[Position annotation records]
----

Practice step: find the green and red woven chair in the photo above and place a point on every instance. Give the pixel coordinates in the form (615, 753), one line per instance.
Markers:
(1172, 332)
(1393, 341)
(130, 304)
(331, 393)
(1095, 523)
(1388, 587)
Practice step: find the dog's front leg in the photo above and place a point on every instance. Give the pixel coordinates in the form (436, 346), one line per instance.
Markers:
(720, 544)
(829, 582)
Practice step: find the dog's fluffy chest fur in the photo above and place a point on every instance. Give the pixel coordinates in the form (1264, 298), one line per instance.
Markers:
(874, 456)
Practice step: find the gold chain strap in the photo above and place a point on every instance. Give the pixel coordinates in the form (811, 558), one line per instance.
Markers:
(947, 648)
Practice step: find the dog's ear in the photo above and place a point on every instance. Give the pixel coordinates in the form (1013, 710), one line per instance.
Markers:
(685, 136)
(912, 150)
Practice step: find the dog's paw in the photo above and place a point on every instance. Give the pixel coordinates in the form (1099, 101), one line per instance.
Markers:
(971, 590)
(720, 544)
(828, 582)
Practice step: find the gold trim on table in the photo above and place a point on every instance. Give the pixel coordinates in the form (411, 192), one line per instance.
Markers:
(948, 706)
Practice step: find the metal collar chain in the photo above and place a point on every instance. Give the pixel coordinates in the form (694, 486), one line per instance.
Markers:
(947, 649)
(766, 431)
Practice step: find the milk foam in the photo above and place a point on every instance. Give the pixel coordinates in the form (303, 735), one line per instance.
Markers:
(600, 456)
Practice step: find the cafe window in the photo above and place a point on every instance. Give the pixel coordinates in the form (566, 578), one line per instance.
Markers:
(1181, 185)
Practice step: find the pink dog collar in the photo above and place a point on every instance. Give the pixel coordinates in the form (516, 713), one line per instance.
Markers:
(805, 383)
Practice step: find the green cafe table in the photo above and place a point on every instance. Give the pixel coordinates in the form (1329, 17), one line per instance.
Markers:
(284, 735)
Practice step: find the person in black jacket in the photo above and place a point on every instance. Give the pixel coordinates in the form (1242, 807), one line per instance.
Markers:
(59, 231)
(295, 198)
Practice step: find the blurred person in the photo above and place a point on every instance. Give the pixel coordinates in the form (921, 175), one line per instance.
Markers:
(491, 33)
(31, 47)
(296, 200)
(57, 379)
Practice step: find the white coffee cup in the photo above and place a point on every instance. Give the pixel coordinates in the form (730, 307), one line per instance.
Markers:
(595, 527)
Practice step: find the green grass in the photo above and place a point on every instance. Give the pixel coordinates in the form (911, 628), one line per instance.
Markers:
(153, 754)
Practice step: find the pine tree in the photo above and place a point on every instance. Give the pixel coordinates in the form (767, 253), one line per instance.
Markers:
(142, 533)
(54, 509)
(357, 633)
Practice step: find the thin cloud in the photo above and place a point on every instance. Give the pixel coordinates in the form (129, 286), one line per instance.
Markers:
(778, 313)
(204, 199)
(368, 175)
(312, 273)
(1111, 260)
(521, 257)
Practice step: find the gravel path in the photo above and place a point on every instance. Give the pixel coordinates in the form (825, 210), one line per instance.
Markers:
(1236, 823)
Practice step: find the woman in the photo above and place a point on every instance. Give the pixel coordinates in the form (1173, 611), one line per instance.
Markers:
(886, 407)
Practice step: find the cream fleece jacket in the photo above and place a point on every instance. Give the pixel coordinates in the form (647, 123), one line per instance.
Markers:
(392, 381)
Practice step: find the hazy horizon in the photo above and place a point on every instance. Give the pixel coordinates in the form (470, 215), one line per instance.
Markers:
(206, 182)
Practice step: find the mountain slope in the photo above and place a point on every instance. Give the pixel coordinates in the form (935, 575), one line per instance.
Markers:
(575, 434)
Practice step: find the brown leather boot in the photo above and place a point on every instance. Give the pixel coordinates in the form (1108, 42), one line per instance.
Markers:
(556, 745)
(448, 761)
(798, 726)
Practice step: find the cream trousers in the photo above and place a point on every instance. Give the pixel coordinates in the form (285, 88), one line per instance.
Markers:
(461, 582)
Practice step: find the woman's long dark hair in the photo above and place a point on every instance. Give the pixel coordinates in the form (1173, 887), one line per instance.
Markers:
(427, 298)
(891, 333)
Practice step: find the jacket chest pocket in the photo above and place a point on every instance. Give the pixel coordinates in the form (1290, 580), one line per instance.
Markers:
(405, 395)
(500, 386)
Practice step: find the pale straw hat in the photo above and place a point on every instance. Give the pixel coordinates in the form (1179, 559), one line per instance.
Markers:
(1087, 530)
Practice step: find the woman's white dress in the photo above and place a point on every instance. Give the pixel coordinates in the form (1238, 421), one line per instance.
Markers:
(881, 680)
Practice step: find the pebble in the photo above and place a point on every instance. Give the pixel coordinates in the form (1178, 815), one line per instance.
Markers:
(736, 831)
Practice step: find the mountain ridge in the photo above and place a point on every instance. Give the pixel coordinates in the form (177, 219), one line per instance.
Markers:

----

→ **Your task**: Rewrite the entries above, swapping "Markers" for "Points" wherever it occurs and keeping everything else the same.

→ **Written answer**:
Practice step: find the green and red woven chair in the photo above and place a point on every instance. Give the pixel coordinates in the form (615, 753), one line per instance.
Points:
(1172, 332)
(1393, 341)
(130, 304)
(331, 393)
(1095, 523)
(1388, 587)
Practice step: find the dog's front leg in the photo above and place a point on every instance. Give the pixel coordinates in the form (436, 346), one line per instance.
Points:
(720, 544)
(829, 582)
Practice step: find the dog's fluffy chest fur in the photo above and place a point on every instance. Give the pixel coordinates in the form (1264, 298), one line per instance.
Points:
(874, 456)
Practice step: find the gold chain strap in the photo above and place a point on every instance. Give the pixel coordinates in the form (811, 558), one line per instance.
Points:
(947, 648)
Practice step: find the dog's ear in the photo above and place a point on every instance. Give the pixel coordinates in the form (1013, 710), one line per instance.
Points:
(685, 136)
(912, 150)
Practice step: find the dog's paw in the photo above and place a point on every instance. Give the pixel coordinates in the form (1099, 101), one line per instance.
Points:
(971, 590)
(720, 544)
(828, 582)
Practice step: find the gold trim on table in the photo above and place a point on every instance. Give the pixel coordinates in the form (411, 192), one line per instance.
Points:
(948, 706)
Practice step: find the metal collar chain in the photo above and place a point on every instance. Give the pixel coordinates in the form (694, 486), one line per instance.
Points:
(947, 649)
(766, 431)
Practice step: find the milk foam in the photo above and place a point on every instance. Give the pixel coordinates in the form (303, 735), one line per instance.
Points:
(600, 456)
Practice step: find the cafe window in the photo above and place a point on every instance. Give the pixel coordinates in the form (566, 578), one line per instance.
Points:
(1181, 185)
Practice step: find the pink dog collar in the photo above and place a point on every instance. Give the pixel coordinates in the form (516, 713), one line per instance.
Points:
(805, 383)
Practice step: find the green cafe table in the photo above and place a point on every instance. Give the pixel coordinates in the form (1329, 17), one line per instance.
Points:
(284, 735)
Practice step: find the person in black jacket in the photo above and place a point on every instance. Give the pixel coordinates in the form (1242, 807), one line per instance.
Points:
(59, 231)
(295, 198)
Practice step: find the blurred person in the photo above and place a point on every instance. Give the pixel coordinates in the form (921, 175), one line per instance.
Points:
(491, 33)
(31, 47)
(296, 200)
(57, 379)
Practice step: find the white coffee cup in the photo above and place a point on every instance. Give the pixel coordinates in the form (730, 307), one line per instance.
Points:
(595, 527)
Practice step: find the green grass in the photo above and place a point on every instance. Give the pixel coordinates in the form (911, 628), one line per instance.
Points:
(153, 754)
Practice step: find the pine tree in the photo above and place a point on every instance. Give the pixel coordinates in the form (767, 253), one line per instance.
Points:
(142, 533)
(54, 509)
(357, 633)
Practice step: find the thin cloud in the photo above and place a point on every instance. Give the pixel coordinates in the form (129, 286), one line per instance.
Points:
(778, 313)
(204, 199)
(368, 175)
(312, 273)
(1111, 260)
(521, 257)
Practice step: find the gravel path in the photo above and place a point on every instance. Give the pixel coordinates in the form (825, 210), one line per instance.
Points:
(1236, 823)
Practice step: find the woman in the photo above and place a point on every instance. Give the pixel coordinates in the form (1173, 611), one line per instance.
Points:
(886, 407)
Practice step: find the cream fleece jacket in the photo above and place a point on every instance. Give the pixel coordinates in the form (647, 123), one line per instance.
Points:
(392, 381)
Practice step: find the hazy horizon in the photo above and place a point on every instance. Give the pixel coordinates in the form (470, 215), one line per instance.
Points:
(206, 182)
Practice step: find the mountain slope in the photo above and place a point on every instance. Give the pixel coordinates in the form (935, 575), one line per instance.
Points:
(575, 434)
Practice step: find the brown leather boot in the photo above and place a point on every instance. Give the pixel coordinates in the form (1108, 42), one line per instance.
Points:
(556, 745)
(448, 761)
(798, 726)
Practice step: find the cream trousers in the photo above and place a point on every instance. Give the pixel coordinates in the form (285, 88), one line per instance.
Points:
(461, 582)
Practice step: find the woman's long dark hair in the photo above and place a point on every instance. Give the pixel coordinates in the form (1173, 887), one line per instance.
Points:
(427, 298)
(891, 333)
Practice step: find the jacket chest pocket in the photo above and place a point on every instance. Give the pixel coordinates in the form (1290, 580), one line per instance.
Points:
(405, 395)
(500, 386)
Practice step: find the pale straw hat in the photo above and place a point on every instance. Give the pixel coordinates in the form (1179, 559), one line per instance.
Points:
(1087, 530)
Practice step: find the woman's white dress in the photo above and place a point on every instance. Give the pixel coordinates in the form (1238, 421), one line per instance.
Points:
(881, 680)
Practice step: find the pebble in the photo above and place a point on every instance. Give the pixel coordinates in the form (1178, 815), one line per instance.
Points:
(736, 831)
Practice step: find the mountain ridge in the photo above and place a point on every instance. Give the pixel coordinates in the form (177, 219), one line per instance.
Points:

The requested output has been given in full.